**Texte de lecture**
__________________________________________________
Le ‘nouveau’ droit des obligations consiste en (i) une consolidation des règles existantes, (ii) une codification des principes existants, développés au fil des ans par la jurisprudence et (iii) un certain nombre de nouveautés.

Nous exposons les principales dispositions dans trois fascicules consacrés à cette thématique. Dans le présent fascicule, nous nous penchons sur les éléments suivants :

  • Ancrage de 'l'anticipatory breach'
  • Résolution non judiciaire par notification
  • Droit à la réduction du prix
  • Exception d'inexécution

Ancrage de l’‘anticipatory breach’[1]

Une innovation importante dans le ‘nouveau’ droit des obligations réside dans l’ancrage légal de l’‘anticipatory breach’, à savoir le droit d'une partie, sous certaines conditions, de (faire) résoudre le contrat lorsqu’il y a une inexécution anticipée dans le chef de son cocontractant. Il s’agit donc de résoudre le problème d'une partie au contrat qui prévoit/craint l’inexécution par son cocontractant d’une obligation qui n’est pourtant pas encore exigible.

En vertu du ‘nouveau’ droit des obligations, une partie pourra dans un tel cas demander ‘anticipativement’ la résolution du contrat, sous les conditions strictes prévues par le NCC. Ainsi, il devra être question de ‘circonstances exceptionnelles’, le cocontractant devra d’abord être mis en demeure et obtenir un délai raisonnable pour offrir des assurances de la bonne exécution de ses obligations. En outre, les conséquences de l’inexécution attendue des obligations doivent être suffisamment graves pour la partie qui demande la résolution.

La disposition légale étant supplétive, les parties peuvent prévoir dans leur contrat une disposition d’‘anticipatory breach’, par exemple en précisant voire en supprimant les conditions exigées, comme les circonstances exceptionnelles, ou inversement exclure l’application de l’‘anticipatory breach’ à leur contrat.

Résolution non judiciaire par notification[2]

Le ‘nouveau’ droit des obligations introduit la possibilité de résolution par simple notification écrite du créancier, donc sans faire préalablement appel au juge, même en l’absence de clause résolutoire dans le contrat à résoudre. Cette dernière est toujours requise dans l’ancien droit pour pouvoir résoudre un contrat sans intervention judiciaire.

Il s’agit donc, pour une partie au contrat victime d'une inexécution fautive, d’une troisième voie pour résoudre le contrat, à côté de la résolution judiciaire et de la résolution non judiciaire en vertu d’une clause résolutoire. Cette possibilité avait été reconnue dans la jurisprudence récente de la Cour de cassation, mais elle est à présent aussi ancrée légalement.
__________________________________________________
**Données fournies**

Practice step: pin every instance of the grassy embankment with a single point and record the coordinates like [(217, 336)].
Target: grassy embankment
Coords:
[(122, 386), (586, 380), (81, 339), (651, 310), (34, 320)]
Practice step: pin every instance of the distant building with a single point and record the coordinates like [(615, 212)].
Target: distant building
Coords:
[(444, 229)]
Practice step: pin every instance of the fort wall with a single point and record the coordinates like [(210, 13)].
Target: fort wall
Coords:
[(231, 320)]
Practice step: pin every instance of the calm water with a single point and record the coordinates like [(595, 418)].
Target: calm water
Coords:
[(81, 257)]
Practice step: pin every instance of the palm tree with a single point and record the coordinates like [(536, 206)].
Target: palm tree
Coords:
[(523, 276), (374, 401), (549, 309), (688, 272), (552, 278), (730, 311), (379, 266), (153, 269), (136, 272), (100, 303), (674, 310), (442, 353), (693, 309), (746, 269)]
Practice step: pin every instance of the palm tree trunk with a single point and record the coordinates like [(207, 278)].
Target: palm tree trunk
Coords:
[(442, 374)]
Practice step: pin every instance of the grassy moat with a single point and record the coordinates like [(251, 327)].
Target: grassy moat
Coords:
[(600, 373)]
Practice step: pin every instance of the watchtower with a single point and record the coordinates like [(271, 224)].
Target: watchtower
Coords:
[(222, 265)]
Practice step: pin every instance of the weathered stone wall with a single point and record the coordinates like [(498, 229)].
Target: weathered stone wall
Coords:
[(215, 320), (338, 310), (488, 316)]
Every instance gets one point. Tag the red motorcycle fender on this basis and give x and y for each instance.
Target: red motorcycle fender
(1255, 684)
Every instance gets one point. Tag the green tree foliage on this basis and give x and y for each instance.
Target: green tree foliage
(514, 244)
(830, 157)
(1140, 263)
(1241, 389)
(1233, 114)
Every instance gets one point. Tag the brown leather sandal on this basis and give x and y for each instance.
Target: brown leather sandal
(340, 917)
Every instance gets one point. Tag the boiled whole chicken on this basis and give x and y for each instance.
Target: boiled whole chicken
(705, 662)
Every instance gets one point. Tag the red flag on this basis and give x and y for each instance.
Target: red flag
__________________________________________________
**Consigne 1**
D'après le texte sur le droit des obligations, qu'est-ce que l'ancien droit exige toujours pour qu'un contrat puisse être résolu sans intervention judiciaire ?
**Consigne 2**
Veuillez poursuivre le texte sur le droit des obligations à partir de sa dernière phrase.

**Résultat obtenu 1**
Une clause résolutoire dans le contrat à résoudre.

**Résultat obtenu 2**
La résolution par déclaration du créancier est soumise à la même condition de fond que celle imposée pour la résolution judiciaire : la présence d’une inexécution suffisamment grave du cocontractant pour justifier la résolution. La résolution du contrat est déclenchée par la partie au contrat au moyen d’une notification écrite de sa décision à son cocontractant. Cette notification contiendra l’indication des manquements qui justifient la décision de la partie qui procède à la résolution.

Les conditions d’urgence et de circonstances exceptionnelles ne sont pas exigées pour la résolution non judiciaire par voie de notification.

La résolution sera en effet, en règle générale, précédée d’une mise en demeure et la partie qui procède à la résolution devra prendre les mesures utiles pour constater les défaillances de son cocontractant. La constatation de ces défaillances doit rendre possible le contrôle ultérieur par le juge.

La partie qui procède à la résolution agit ‘à ses risques et périls’. Cette expression attire l’attention de la partie qui procède à la résolution sur le fait qu’elle apprécie elle-même le manquement qu’elle reproche à son cocontractant défaillant, et qu’il y a donc toujours une incertitude dans son chef sur la gravité suffisante de l’inexécution invoquée comme justification de sa décision. C’est la différence principale avec la situation où une partie met fin au contrat sur base d’une clause résolutoire dans laquelle les parties ont convenu à l’avance du caractère suffisamment grave de certains manquements justifiant une résolution unilatérale.

La décision de la partie qui procède à la résolution est bien sûr soumise à un contrôle judiciaire, qui peut porter sur la régularité de la résolution non judiciaire (le respect des conditions d’application de fond et de forme) et sur sa légitimité à la lumière de l’interdiction de l’abus de droit. La résolution invoquée à tort est inefficace. Le contrat continue dans ce cas à sortir ses effets et les règles relatives aux sanctions de l’inexécution et de la responsabilité contractuelle s’appliquent à nouveau aux parties contractantes. Le cas échéant, le cocontractant pourra faire appel aux sanctions de l’inexécution et à la responsabilité contractuelle de la partie qui a invoqué à tort la résolution.

Droit à la réduction du prix[3]

Le ‘nouveau’ droit des obligations introduit aussi une nouvelle sanction : la réduction du prix. Il n’existe actuellement aucun texte général qui admettait, pour tout contrat, le droit pour un créancier de réclamer ou d’appliquer une réduction du prix, lorsque son cocontractant n’a exécuté qu’en partie son obligation. Il existe toutefois un certain nombre de dispositions légales particulières qui prévoient un mécanisme similaire dans des cas spécifiques[4].

Dans un souci de sécurité juridique et afin d’éviter que la réduction du prix ne puisse entraîner des conséquences disproportionnées, le législateur a limité son application si l’inexécution ne présente qu’un caractère minime, en ce sens qu’elle n’est pas suffisamment grave pour justifier la résolution du contrat.

La réduction du prix peut être imposée par le juge, mais peut aussi être exercée unilatéralement par le créancier par une notification à son cocontractant d’une réduction du prix unilatérale, qui indique la cause de la réduction.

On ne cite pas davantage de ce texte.